* _Objective_
Set down every record once more, exactly as given.

* _Supplied data_
^^^^^^^^

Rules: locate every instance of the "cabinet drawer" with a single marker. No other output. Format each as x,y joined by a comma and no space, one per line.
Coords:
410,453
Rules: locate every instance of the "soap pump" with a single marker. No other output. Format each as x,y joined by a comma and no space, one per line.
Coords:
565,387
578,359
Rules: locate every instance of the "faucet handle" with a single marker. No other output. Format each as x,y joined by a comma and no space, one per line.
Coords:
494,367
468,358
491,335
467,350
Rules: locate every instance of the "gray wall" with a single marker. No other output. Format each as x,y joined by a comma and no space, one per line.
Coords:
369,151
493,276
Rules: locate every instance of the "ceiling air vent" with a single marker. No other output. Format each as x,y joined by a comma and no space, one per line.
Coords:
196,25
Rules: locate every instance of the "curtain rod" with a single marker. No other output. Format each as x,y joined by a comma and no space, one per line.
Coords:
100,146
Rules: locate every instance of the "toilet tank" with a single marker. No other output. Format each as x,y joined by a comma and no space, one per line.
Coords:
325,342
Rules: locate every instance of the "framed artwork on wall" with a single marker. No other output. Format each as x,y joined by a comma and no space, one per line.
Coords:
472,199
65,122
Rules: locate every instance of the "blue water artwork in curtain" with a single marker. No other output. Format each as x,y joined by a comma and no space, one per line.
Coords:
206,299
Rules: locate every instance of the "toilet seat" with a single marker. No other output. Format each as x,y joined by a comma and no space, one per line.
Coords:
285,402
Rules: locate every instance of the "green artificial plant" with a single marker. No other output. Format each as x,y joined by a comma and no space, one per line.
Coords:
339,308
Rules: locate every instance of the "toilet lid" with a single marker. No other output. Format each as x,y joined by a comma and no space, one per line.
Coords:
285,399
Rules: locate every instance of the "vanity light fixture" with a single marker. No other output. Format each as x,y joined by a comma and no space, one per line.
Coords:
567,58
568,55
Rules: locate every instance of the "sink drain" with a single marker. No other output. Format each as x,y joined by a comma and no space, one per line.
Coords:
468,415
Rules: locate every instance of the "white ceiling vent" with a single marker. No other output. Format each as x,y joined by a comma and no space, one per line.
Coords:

^^^^^^^^

* _Finished task_
Rules: locate every instance of the "cabinet drawer" with a single marker. No other output. Format each as x,y joined by a comma and no space, one per line.
Coords:
410,453
Rules: locate every instance of the "soap pump" with a single marker. No other output. Format each as x,y joined by a comma and no space, one per line.
Coords:
565,387
578,359
Rules: locate every instance of the "faucet handle" with a single marker. No other output. Format each as x,y joined by a comma and no space, one per line.
Coords:
494,367
468,358
491,335
467,350
Rules: locate every instance of the "gray wall" with a single marker. No other output. Format each as x,y joined by a comma and no space, one per line.
Coords:
369,151
493,276
Rules: locate every instance of the "ceiling air vent" with a single marker. No other output. Format each as x,y joined by a comma and no space, one per line.
Coords:
196,25
Rules: locate every instance of the "curtain rod" with a single marker. No other output. Format each as x,y joined by a comma and no space, one per line.
Coords:
100,146
Rules: locate every instance of the "toilet tank" with a single marker. No other output. Format each as x,y joined by a comma and no space, one per line.
Coords:
325,342
Rules: locate every instance of the "framed artwork on wall" with a single marker. No other output. Format each as x,y joined by a comma and no space, one per line.
Coords:
472,199
65,122
Rules: locate every instance of the "blue water artwork in curtain" with a single marker. No other output. Format each as x,y joined by a comma and no space, one per line.
Coords:
206,299
Rules: locate every instance of the "toilet seat" with a single marker. No other output. Format each as x,y joined by a comma and no space, one per line.
Coords:
285,402
Rules: locate every instance of the "green artificial plant" with a single marker. No other output. Format each as x,y joined by a comma and no space, one per line.
Coords:
339,308
Rules: locate every instance of the "toilet lid" with a single marker. No other output. Format each as x,y joined by a comma and no space, one per line.
Coords:
285,399
Rules: locate every instance of the "vanity light fixture" with a single marker. No other output. Format each as x,y joined by a comma and no space, one per line.
Coords:
567,58
568,55
Rules: locate every instance of the "sink drain" with a single marker. No other output. Format each as x,y joined by a comma and no space, one per line.
Coords:
468,415
Rules: locate every instance of the "white ceiling vent" with a single marker. No other output. Format each as x,y joined by a comma and no space, one per line.
Coords:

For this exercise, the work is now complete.